Document section:
┄┄┄┄┄┄┄┄┄┄┄┄┄┄┄┄┄┄┄┄

Dorney Lake Half-Marathon

Week 8 of my 16-week marathon training plan had a half-marathon race, and I’d chosen Dorney Lake. This is only a small race, but is simple, almost flat, and I hoped would give me what I needed – a little bit of atmosphere, something different from an ordinary training run to test myself a bit, after only short runs at speed, and long runs all being slow or at most “easy”.

Two Sundays ago we had Storm Ciara, and I lurked on the treadmill; one Sunday ago we had Storm Dennis, and I lurked on the treadmill. So I had watched the weather forecast with some trepidation for several days. The wind, which has barely dropped below 20mph (gusting to 40mph) for more than two weeks, with yet more rain, looked likely to put a damper on things, though by Saturday the forecast was hinting that the worst of the rain would be out of the way by the time we got underway.

Sunday morning dawned wet and windy, but by the time I arrived at Dorney Lake, the rain had stopped, and baring a little bit of drizzle, mercifully stayed away for the rest of the morning. However, when I got out of the car, I was pushed across the car park by the strong wind, and yet another factor joined the mix in my pace puzzle.

┄┄┄┄┄┄┄┄┄┄┄┄┄┄┄┄┄┄┄┄

Raw records:

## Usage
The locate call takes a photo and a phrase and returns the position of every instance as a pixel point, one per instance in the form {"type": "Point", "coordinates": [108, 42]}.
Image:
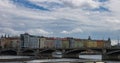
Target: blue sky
{"type": "Point", "coordinates": [61, 18]}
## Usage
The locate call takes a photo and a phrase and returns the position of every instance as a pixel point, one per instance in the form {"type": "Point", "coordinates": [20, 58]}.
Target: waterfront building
{"type": "Point", "coordinates": [29, 41]}
{"type": "Point", "coordinates": [9, 42]}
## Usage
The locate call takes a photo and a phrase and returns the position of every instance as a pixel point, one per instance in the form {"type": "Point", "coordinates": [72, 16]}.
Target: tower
{"type": "Point", "coordinates": [89, 38]}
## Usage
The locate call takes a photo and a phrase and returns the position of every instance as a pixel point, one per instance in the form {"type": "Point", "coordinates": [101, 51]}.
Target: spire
{"type": "Point", "coordinates": [89, 38]}
{"type": "Point", "coordinates": [8, 36]}
{"type": "Point", "coordinates": [2, 36]}
{"type": "Point", "coordinates": [109, 39]}
{"type": "Point", "coordinates": [5, 35]}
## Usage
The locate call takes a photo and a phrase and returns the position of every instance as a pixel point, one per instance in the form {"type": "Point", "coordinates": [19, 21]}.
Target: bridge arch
{"type": "Point", "coordinates": [114, 52]}
{"type": "Point", "coordinates": [28, 52]}
{"type": "Point", "coordinates": [47, 51]}
{"type": "Point", "coordinates": [8, 52]}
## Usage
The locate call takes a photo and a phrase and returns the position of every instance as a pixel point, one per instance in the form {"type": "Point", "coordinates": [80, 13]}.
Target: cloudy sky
{"type": "Point", "coordinates": [99, 19]}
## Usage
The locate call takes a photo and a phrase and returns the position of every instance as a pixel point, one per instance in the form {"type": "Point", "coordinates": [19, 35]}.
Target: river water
{"type": "Point", "coordinates": [84, 58]}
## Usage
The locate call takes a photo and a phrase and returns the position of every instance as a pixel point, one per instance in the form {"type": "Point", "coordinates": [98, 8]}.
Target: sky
{"type": "Point", "coordinates": [61, 18]}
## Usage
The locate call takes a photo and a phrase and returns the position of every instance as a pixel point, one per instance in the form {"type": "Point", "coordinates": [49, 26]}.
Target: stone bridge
{"type": "Point", "coordinates": [66, 53]}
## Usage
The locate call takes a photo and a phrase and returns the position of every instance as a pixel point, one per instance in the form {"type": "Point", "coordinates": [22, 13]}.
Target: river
{"type": "Point", "coordinates": [84, 58]}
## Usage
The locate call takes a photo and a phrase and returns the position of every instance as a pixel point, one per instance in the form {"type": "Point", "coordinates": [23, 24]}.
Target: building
{"type": "Point", "coordinates": [10, 42]}
{"type": "Point", "coordinates": [29, 41]}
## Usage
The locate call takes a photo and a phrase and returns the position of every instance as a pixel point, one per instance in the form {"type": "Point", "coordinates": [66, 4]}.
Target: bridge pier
{"type": "Point", "coordinates": [70, 55]}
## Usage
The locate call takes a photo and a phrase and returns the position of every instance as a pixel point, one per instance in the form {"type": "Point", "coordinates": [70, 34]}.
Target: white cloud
{"type": "Point", "coordinates": [9, 31]}
{"type": "Point", "coordinates": [38, 32]}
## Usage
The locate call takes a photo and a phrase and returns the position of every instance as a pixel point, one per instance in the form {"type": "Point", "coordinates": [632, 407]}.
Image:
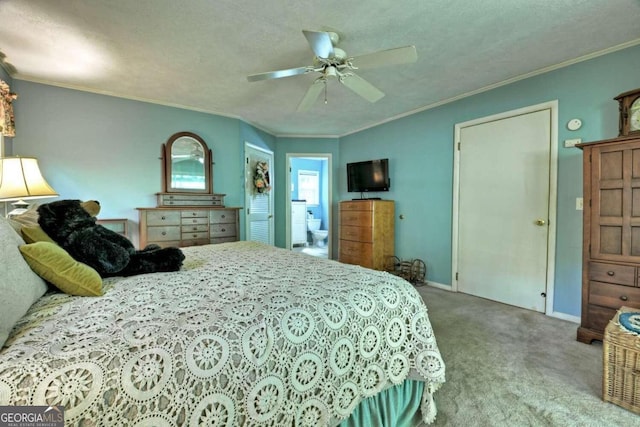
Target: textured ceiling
{"type": "Point", "coordinates": [196, 54]}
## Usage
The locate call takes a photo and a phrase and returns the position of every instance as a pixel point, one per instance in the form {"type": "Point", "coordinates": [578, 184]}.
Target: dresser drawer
{"type": "Point", "coordinates": [186, 214]}
{"type": "Point", "coordinates": [613, 296]}
{"type": "Point", "coordinates": [356, 253]}
{"type": "Point", "coordinates": [191, 199]}
{"type": "Point", "coordinates": [191, 235]}
{"type": "Point", "coordinates": [193, 242]}
{"type": "Point", "coordinates": [356, 234]}
{"type": "Point", "coordinates": [195, 221]}
{"type": "Point", "coordinates": [355, 218]}
{"type": "Point", "coordinates": [223, 215]}
{"type": "Point", "coordinates": [163, 217]}
{"type": "Point", "coordinates": [194, 228]}
{"type": "Point", "coordinates": [163, 233]}
{"type": "Point", "coordinates": [217, 240]}
{"type": "Point", "coordinates": [366, 205]}
{"type": "Point", "coordinates": [612, 273]}
{"type": "Point", "coordinates": [166, 244]}
{"type": "Point", "coordinates": [223, 230]}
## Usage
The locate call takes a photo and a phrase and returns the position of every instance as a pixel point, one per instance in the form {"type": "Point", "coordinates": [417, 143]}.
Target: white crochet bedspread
{"type": "Point", "coordinates": [245, 334]}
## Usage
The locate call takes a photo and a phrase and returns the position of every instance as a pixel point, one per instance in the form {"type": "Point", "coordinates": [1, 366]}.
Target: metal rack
{"type": "Point", "coordinates": [413, 271]}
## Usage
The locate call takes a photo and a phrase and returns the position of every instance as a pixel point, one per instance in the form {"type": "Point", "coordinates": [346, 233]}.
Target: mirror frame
{"type": "Point", "coordinates": [167, 165]}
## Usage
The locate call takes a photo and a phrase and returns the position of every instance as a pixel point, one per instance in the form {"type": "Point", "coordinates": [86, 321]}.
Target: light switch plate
{"type": "Point", "coordinates": [572, 142]}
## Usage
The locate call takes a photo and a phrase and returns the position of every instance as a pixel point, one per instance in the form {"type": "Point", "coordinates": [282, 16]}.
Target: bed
{"type": "Point", "coordinates": [245, 334]}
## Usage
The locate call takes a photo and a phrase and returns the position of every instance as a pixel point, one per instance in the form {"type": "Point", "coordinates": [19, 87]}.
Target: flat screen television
{"type": "Point", "coordinates": [370, 175]}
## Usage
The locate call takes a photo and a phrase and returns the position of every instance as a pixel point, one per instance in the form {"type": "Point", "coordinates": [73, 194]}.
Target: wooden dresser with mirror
{"type": "Point", "coordinates": [189, 213]}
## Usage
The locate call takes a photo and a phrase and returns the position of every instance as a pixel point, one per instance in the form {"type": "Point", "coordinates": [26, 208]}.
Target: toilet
{"type": "Point", "coordinates": [313, 225]}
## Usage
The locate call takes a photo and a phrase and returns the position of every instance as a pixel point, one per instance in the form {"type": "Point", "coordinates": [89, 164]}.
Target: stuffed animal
{"type": "Point", "coordinates": [72, 225]}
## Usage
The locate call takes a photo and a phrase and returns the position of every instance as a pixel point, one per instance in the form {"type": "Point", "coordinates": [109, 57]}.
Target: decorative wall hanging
{"type": "Point", "coordinates": [7, 119]}
{"type": "Point", "coordinates": [261, 178]}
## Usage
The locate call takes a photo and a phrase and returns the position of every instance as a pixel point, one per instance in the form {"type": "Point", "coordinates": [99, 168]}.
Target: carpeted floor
{"type": "Point", "coordinates": [512, 367]}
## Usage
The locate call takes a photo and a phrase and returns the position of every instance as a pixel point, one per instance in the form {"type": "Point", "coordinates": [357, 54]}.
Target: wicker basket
{"type": "Point", "coordinates": [621, 365]}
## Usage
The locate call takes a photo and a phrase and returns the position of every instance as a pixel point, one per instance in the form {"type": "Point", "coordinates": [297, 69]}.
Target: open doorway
{"type": "Point", "coordinates": [308, 203]}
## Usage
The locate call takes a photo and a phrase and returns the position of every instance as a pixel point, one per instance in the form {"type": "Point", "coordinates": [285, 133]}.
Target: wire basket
{"type": "Point", "coordinates": [413, 271]}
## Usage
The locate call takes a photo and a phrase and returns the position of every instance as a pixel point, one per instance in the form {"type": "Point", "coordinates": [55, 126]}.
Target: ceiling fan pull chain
{"type": "Point", "coordinates": [325, 92]}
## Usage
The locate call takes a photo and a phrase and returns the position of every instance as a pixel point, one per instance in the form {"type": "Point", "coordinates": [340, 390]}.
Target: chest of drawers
{"type": "Point", "coordinates": [191, 226]}
{"type": "Point", "coordinates": [366, 232]}
{"type": "Point", "coordinates": [611, 233]}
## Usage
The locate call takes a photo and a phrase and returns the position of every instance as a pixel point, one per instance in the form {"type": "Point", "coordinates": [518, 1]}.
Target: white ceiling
{"type": "Point", "coordinates": [196, 54]}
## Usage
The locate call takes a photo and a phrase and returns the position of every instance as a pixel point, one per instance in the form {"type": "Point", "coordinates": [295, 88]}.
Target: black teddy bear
{"type": "Point", "coordinates": [72, 225]}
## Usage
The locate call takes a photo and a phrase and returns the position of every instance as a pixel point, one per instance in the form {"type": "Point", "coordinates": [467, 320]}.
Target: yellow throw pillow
{"type": "Point", "coordinates": [57, 267]}
{"type": "Point", "coordinates": [33, 233]}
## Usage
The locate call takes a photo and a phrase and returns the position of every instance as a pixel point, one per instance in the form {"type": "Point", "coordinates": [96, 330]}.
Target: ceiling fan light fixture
{"type": "Point", "coordinates": [330, 71]}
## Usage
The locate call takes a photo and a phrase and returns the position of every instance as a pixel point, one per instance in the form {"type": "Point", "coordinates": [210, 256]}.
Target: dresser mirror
{"type": "Point", "coordinates": [187, 164]}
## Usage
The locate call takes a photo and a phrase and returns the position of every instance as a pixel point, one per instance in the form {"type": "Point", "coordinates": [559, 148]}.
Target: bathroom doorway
{"type": "Point", "coordinates": [308, 203]}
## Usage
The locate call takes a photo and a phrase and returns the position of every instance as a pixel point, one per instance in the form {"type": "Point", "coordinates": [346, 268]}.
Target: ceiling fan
{"type": "Point", "coordinates": [331, 61]}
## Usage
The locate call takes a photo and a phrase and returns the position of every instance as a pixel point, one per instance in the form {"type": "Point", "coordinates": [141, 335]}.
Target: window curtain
{"type": "Point", "coordinates": [7, 120]}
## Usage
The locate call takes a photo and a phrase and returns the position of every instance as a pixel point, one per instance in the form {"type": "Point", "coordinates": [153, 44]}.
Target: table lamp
{"type": "Point", "coordinates": [20, 180]}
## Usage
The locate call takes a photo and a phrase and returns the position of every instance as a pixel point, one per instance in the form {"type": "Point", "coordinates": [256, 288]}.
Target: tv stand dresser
{"type": "Point", "coordinates": [366, 232]}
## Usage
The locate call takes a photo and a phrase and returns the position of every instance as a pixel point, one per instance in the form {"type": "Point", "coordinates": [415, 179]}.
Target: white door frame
{"type": "Point", "coordinates": [553, 191]}
{"type": "Point", "coordinates": [322, 156]}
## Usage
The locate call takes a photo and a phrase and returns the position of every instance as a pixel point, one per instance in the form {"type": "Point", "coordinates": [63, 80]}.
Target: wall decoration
{"type": "Point", "coordinates": [261, 178]}
{"type": "Point", "coordinates": [7, 119]}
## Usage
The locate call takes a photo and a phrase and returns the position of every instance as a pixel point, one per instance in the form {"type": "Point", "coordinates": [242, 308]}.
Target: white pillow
{"type": "Point", "coordinates": [20, 287]}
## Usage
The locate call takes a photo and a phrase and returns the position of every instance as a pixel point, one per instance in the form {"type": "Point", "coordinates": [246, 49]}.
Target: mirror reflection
{"type": "Point", "coordinates": [187, 164]}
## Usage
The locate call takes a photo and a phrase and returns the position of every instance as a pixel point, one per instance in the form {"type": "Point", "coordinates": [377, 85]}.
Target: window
{"type": "Point", "coordinates": [309, 187]}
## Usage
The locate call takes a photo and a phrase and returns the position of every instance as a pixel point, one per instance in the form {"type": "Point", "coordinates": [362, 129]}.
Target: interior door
{"type": "Point", "coordinates": [259, 206]}
{"type": "Point", "coordinates": [503, 209]}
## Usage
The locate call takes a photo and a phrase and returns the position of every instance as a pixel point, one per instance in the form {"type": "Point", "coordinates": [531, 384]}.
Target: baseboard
{"type": "Point", "coordinates": [556, 314]}
{"type": "Point", "coordinates": [439, 286]}
{"type": "Point", "coordinates": [564, 316]}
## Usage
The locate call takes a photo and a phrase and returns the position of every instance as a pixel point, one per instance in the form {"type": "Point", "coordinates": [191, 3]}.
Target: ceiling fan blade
{"type": "Point", "coordinates": [362, 87]}
{"type": "Point", "coordinates": [399, 55]}
{"type": "Point", "coordinates": [279, 74]}
{"type": "Point", "coordinates": [312, 95]}
{"type": "Point", "coordinates": [320, 43]}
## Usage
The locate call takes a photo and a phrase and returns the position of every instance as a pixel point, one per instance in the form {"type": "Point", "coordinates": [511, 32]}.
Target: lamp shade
{"type": "Point", "coordinates": [20, 178]}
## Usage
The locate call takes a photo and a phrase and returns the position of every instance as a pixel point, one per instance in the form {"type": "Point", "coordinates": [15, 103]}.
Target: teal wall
{"type": "Point", "coordinates": [420, 151]}
{"type": "Point", "coordinates": [100, 147]}
{"type": "Point", "coordinates": [107, 148]}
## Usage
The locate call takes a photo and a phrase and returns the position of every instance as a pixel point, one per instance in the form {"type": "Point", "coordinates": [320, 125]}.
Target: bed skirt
{"type": "Point", "coordinates": [398, 406]}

┄┄┄┄┄┄┄┄┄┄┄┄┄┄┄┄┄┄┄┄

In the race account, which week of the 16-week marathon training plan had the half-marathon race?

Answer for the task:
Week 8